- What you will do:
The answer is to be the full listing, unchanged in every line.

- Data for this task:
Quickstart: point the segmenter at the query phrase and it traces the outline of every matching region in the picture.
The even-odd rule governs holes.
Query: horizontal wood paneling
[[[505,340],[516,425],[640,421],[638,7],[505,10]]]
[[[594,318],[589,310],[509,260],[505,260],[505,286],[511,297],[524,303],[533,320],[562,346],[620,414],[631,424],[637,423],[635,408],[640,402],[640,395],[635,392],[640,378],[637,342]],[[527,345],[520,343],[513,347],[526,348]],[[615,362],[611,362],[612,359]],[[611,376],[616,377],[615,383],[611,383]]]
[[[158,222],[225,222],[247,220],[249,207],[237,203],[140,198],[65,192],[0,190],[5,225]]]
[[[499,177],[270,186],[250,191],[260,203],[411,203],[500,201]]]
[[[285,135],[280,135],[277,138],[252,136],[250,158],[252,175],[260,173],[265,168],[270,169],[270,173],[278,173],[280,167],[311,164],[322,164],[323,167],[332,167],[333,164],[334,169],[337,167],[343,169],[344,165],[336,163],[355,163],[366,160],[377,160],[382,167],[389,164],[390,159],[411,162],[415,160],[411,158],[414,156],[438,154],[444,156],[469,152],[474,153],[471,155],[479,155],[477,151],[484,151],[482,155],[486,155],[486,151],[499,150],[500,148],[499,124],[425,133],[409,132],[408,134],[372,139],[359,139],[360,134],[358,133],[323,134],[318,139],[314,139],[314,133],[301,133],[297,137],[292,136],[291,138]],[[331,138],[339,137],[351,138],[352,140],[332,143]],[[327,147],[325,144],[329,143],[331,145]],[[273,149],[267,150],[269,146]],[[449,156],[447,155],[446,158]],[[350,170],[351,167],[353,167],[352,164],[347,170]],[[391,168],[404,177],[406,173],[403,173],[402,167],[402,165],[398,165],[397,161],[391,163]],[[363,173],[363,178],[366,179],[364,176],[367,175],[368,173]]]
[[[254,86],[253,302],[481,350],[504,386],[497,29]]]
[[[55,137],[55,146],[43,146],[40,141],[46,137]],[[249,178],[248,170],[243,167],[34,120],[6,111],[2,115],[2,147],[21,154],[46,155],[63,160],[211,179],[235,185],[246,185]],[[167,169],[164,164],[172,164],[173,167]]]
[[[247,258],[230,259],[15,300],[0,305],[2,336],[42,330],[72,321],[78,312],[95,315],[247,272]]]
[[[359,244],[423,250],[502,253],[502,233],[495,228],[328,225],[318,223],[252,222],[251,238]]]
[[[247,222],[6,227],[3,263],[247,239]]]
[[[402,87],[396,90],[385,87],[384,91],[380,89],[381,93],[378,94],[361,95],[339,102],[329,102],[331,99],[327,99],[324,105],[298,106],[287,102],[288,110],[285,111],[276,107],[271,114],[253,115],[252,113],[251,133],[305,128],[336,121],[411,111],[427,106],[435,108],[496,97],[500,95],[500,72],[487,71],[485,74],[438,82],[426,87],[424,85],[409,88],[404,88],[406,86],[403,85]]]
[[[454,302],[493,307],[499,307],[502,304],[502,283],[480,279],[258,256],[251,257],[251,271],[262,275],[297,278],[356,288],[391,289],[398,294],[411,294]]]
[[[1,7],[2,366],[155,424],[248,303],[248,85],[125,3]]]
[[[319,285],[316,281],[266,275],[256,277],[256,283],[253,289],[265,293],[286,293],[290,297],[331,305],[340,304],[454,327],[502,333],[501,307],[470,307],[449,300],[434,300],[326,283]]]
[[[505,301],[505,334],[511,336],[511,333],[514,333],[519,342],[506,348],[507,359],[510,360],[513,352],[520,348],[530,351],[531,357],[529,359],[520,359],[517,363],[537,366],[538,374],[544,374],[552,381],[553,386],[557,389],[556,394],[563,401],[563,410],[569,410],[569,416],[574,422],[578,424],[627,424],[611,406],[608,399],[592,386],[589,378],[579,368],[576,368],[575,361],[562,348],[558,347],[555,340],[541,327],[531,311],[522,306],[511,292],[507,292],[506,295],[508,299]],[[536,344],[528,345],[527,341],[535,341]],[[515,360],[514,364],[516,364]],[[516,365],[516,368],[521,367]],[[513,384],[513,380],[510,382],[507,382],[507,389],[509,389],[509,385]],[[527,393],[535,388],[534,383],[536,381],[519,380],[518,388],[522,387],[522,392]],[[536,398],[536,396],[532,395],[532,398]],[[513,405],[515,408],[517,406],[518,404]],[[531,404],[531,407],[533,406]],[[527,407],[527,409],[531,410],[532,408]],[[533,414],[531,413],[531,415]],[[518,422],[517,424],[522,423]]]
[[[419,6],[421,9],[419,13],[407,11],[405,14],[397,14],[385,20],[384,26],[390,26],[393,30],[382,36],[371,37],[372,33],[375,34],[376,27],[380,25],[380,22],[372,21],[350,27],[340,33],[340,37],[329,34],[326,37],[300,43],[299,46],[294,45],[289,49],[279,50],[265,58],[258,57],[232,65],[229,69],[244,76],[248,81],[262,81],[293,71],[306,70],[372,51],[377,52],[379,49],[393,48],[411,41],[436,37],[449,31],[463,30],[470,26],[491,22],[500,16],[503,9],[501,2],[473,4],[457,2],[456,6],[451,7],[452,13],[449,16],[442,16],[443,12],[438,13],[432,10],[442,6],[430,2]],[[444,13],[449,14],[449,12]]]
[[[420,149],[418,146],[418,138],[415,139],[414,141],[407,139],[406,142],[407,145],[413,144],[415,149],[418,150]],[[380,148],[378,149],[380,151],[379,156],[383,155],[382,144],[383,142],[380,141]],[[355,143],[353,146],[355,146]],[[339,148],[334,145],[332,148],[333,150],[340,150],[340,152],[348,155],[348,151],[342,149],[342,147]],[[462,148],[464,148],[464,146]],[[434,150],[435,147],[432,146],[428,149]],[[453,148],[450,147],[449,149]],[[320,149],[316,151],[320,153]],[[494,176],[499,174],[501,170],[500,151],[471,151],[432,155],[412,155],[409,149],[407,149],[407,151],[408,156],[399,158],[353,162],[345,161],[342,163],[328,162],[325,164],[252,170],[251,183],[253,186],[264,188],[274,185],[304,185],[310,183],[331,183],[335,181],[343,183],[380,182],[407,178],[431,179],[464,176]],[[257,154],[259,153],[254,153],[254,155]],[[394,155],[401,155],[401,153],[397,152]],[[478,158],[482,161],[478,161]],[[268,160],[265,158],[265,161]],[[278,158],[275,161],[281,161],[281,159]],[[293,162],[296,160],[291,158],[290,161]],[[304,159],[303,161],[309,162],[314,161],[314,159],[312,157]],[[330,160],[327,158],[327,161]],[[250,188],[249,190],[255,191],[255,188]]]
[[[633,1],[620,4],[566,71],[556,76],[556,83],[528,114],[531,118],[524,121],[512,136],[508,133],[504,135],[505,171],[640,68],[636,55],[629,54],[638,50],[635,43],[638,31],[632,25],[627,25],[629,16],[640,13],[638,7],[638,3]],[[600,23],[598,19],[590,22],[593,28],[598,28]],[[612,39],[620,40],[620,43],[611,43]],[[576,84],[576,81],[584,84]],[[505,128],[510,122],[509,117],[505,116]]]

- Reply to the task:
Quickstart: point the segmenter at the query phrase and it traces the outline of every matching region in the picture.
The even-odd rule governs holes.
Query: horizontal wood paneling
[[[505,340],[516,425],[640,421],[638,7],[505,10]]]
[[[594,318],[589,310],[509,260],[505,260],[505,286],[511,297],[524,303],[533,320],[562,346],[620,414],[631,424],[637,423],[635,408],[640,402],[640,395],[635,392],[640,378],[637,342]],[[527,345],[520,343],[513,347],[526,348]],[[615,362],[611,362],[612,359]],[[611,376],[616,377],[615,383],[611,383]]]
[[[158,222],[225,222],[247,220],[249,207],[237,203],[140,198],[65,192],[0,190],[5,225]]]
[[[499,177],[270,186],[250,191],[260,203],[411,203],[500,201]]]
[[[285,135],[280,135],[277,138],[252,136],[250,158],[252,175],[260,173],[265,168],[270,169],[270,173],[278,173],[280,167],[311,164],[322,164],[323,167],[332,167],[333,164],[334,169],[337,167],[343,169],[344,165],[336,163],[355,163],[366,160],[377,160],[382,167],[389,164],[390,159],[411,162],[415,160],[411,158],[414,156],[438,154],[444,156],[469,152],[474,153],[471,155],[479,155],[477,151],[484,151],[482,155],[486,155],[486,151],[499,150],[500,148],[499,124],[425,133],[409,132],[408,134],[372,139],[359,139],[360,134],[358,133],[323,134],[318,139],[314,139],[314,133],[301,133],[297,137],[292,136],[291,138]],[[331,138],[339,137],[351,138],[352,140],[332,143]],[[327,147],[325,144],[329,143],[331,145]],[[273,149],[267,150],[269,146]],[[449,156],[447,155],[446,158]],[[350,170],[351,167],[353,167],[352,164],[347,170]],[[391,168],[404,177],[406,173],[403,173],[402,167],[402,165],[398,165],[397,161],[391,163]],[[363,173],[363,178],[366,179],[364,176],[367,175],[368,173]]]
[[[254,86],[253,302],[481,350],[504,386],[497,29]]]
[[[55,137],[55,146],[43,146],[40,141],[46,137]],[[249,178],[248,170],[243,167],[34,120],[6,111],[2,115],[2,147],[21,154],[46,155],[63,160],[211,179],[235,185],[246,185]],[[167,169],[164,164],[172,164],[173,167]]]
[[[247,258],[230,259],[15,300],[0,305],[2,336],[42,330],[72,321],[78,312],[95,315],[247,272]]]
[[[359,244],[423,250],[502,253],[502,233],[495,228],[328,225],[318,223],[252,222],[251,238]]]
[[[247,222],[6,227],[3,263],[247,239]]]
[[[402,87],[396,90],[385,87],[384,91],[380,89],[381,93],[378,94],[361,95],[339,102],[329,102],[331,99],[327,99],[324,105],[298,106],[287,102],[288,110],[285,111],[276,107],[271,114],[253,115],[252,113],[251,133],[305,128],[336,121],[411,111],[427,106],[435,108],[496,97],[500,95],[500,72],[487,71],[485,74],[438,82],[426,87],[424,85],[409,88],[404,88],[406,86],[403,85]]]
[[[454,302],[493,307],[499,307],[502,304],[502,283],[480,279],[258,256],[251,257],[251,271],[262,275],[297,278],[356,288],[391,289],[398,294],[411,294]]]
[[[1,7],[2,366],[155,424],[248,303],[248,85],[125,3]]]
[[[319,285],[316,281],[266,275],[256,277],[256,283],[253,289],[265,293],[286,293],[290,297],[331,305],[340,304],[454,327],[502,333],[501,307],[470,307],[449,300],[434,300],[326,283]]]
[[[505,301],[505,334],[511,336],[511,333],[514,333],[519,342],[506,348],[507,359],[510,360],[513,352],[520,348],[530,351],[531,357],[529,359],[520,359],[517,363],[537,366],[538,374],[544,374],[552,381],[553,386],[557,389],[556,394],[563,401],[563,410],[569,410],[569,416],[574,422],[578,424],[627,424],[611,406],[608,399],[592,386],[589,378],[579,368],[576,368],[575,361],[562,348],[558,347],[555,340],[541,327],[531,311],[522,306],[511,292],[507,292],[506,295],[508,299]],[[536,344],[528,345],[527,341],[535,341]],[[515,360],[514,364],[516,364]],[[516,365],[516,368],[521,367]],[[513,384],[513,380],[510,382],[507,382],[507,389],[509,389],[509,385]],[[527,393],[535,388],[534,383],[536,381],[519,380],[518,388],[522,387],[522,392]],[[536,398],[536,396],[532,395],[532,398]],[[513,405],[515,408],[517,406],[518,404]],[[531,404],[531,407],[533,406]],[[527,407],[527,409],[531,410],[532,408]],[[533,414],[531,413],[531,415]],[[518,422],[517,424],[522,423]]]
[[[419,6],[421,9],[419,13],[407,11],[405,14],[397,14],[385,20],[384,26],[390,26],[393,30],[382,36],[371,37],[372,33],[375,34],[376,27],[380,25],[380,22],[372,21],[350,27],[340,33],[340,37],[329,34],[326,37],[300,43],[299,46],[294,45],[289,49],[279,50],[265,58],[258,57],[232,65],[229,69],[244,76],[248,81],[262,81],[293,71],[306,70],[372,51],[377,52],[379,49],[393,48],[411,41],[436,37],[449,31],[463,30],[470,26],[491,22],[500,16],[503,9],[501,2],[473,4],[457,2],[456,6],[451,7],[452,13],[449,16],[442,16],[443,12],[438,13],[432,10],[442,6],[430,2]],[[444,13],[449,14],[449,12]]]
[[[420,149],[418,146],[418,138],[415,139],[414,141],[407,139],[406,142],[407,145],[413,144],[415,149],[418,150]],[[380,148],[378,149],[380,151],[379,156],[383,155],[382,144],[383,142],[380,141]],[[355,143],[353,146],[355,146]],[[339,148],[334,145],[332,148],[333,150],[340,150],[340,152],[348,155],[348,151],[342,149],[342,147]],[[462,148],[464,148],[464,146]],[[434,150],[435,147],[432,146],[428,149]],[[453,148],[450,147],[449,149]],[[320,149],[316,151],[320,153]],[[494,176],[499,174],[501,170],[500,151],[471,151],[432,155],[412,155],[409,149],[407,149],[407,151],[408,156],[399,158],[353,162],[345,161],[342,163],[328,162],[325,164],[252,170],[251,183],[253,186],[264,188],[274,185],[304,185],[310,183],[331,183],[335,181],[343,183],[380,182],[407,178],[431,179],[464,176]],[[257,154],[259,153],[254,153],[254,155]],[[394,155],[401,155],[401,153],[397,152]],[[478,158],[482,161],[478,161]],[[268,160],[265,158],[265,161]],[[278,158],[275,161],[281,161],[281,159]],[[293,162],[296,160],[291,158],[290,161]],[[304,159],[303,161],[309,162],[314,161],[314,159],[312,157]],[[330,160],[327,158],[327,161]],[[250,188],[249,190],[255,191],[255,188]]]
[[[633,1],[620,4],[566,71],[556,76],[556,83],[528,114],[531,118],[524,121],[512,136],[508,133],[504,135],[505,171],[640,68],[636,55],[629,54],[638,50],[635,43],[638,31],[632,25],[627,25],[629,16],[640,13],[638,7],[638,3]],[[600,23],[598,19],[590,22],[593,28],[598,28]],[[612,39],[620,40],[620,43],[611,43]],[[576,84],[576,81],[584,84]],[[505,128],[510,122],[509,117],[505,116]]]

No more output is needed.